(Passage given)
BEGIN
Results tagged ‘ Ryan Madson ’
On Monday, the husband, kids, and myself attended the 21st annual Phillies Phestival at Citizens Bank Park. The Phestival benefits the Philadelphia chapter of the ALS Association, and raised over $800,000 this year. Click here and here for coverage on the Phillies website.
Although it was drizzling slightly when we arrived at the ballpark, it did not last long, and it turned into a pleasant evening. Since we had about an hour until the players would begin signing autographs at their booths, we decided to take a walk around the concourse and get something to eat, rather than stand in line while nothing was going on. Then again, we weren’t lucky enough to get tickets to the “big name” booths, i.e. Howard, Utley, Rollins, etc., so there was no burning need to get in line early.
First stop was Brad Lidge’s booth, as all three of us had this ticket. My husband feels no need to get autographs, and really, why would we both need one? So he is the designated bag holder while the kids and myself are in the lines.
So what brilliant thing did I blurt out as I was handing Brad a baseball to sign? “Hi, how’s the elbow?” Like he hadn’t heard that hundreds of times already! Duh! By the way, he said it was feeling great. As I thanked him and moved on, I overheard the guy behind me in line come up to the table – “Hi Brad, how’s the elbow?” I wonder if he got really tired of that question by the end of the evening.
END
(Short task 1) Rewrite the Phestival account from "Results tagged ‘" up to and including "the Phillies website.", substituting "the ballpark" for "Citizens Bank Park".
(Short task 2) Name every person the Phestival account mentions by name.

(Given data)
BEGIN
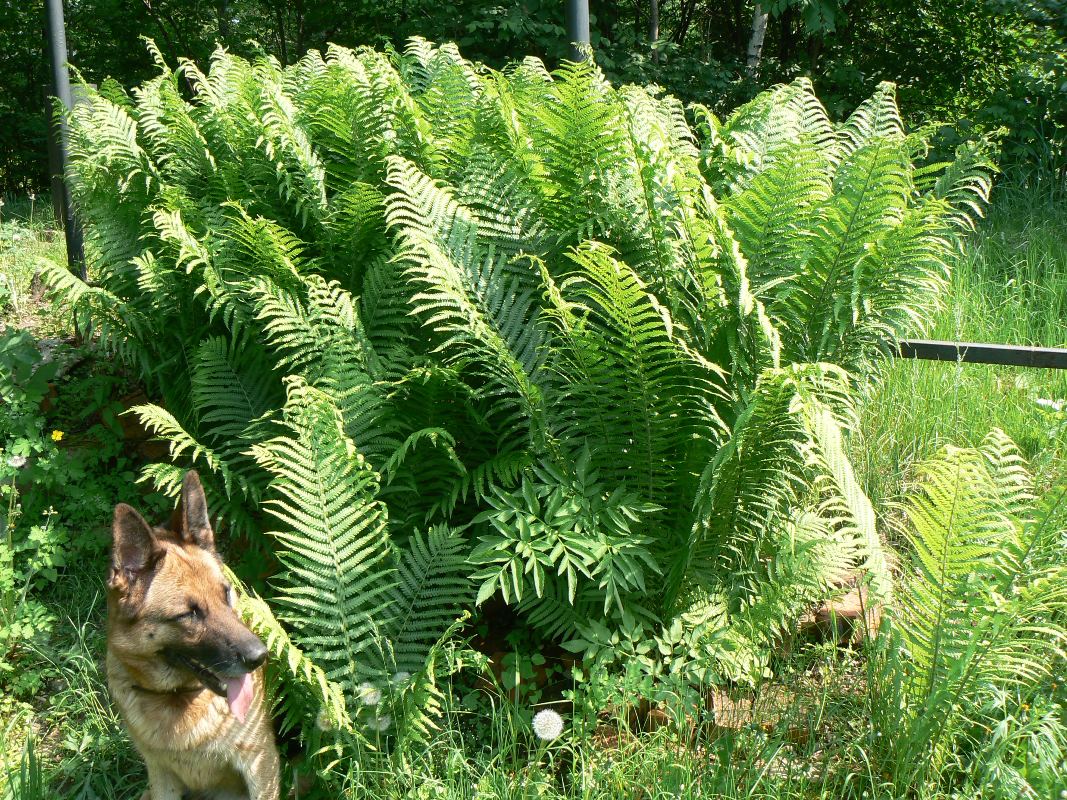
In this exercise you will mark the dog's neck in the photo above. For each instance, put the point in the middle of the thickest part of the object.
(178, 691)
END
(Exercise response 1)
Results tagged ‘ Ryan Madson ’
On Monday, the husband, kids, and myself attended the 21st annual Phillies Phestival at the ballpark. The Phestival benefits the Philadelphia chapter of the ALS Association, and raised over $800,000 this year. Click here and here for coverage on the Phillies website.

(Exercise response 2) Ryan Madson, Howard, Utley, Rollins, Brad Lidge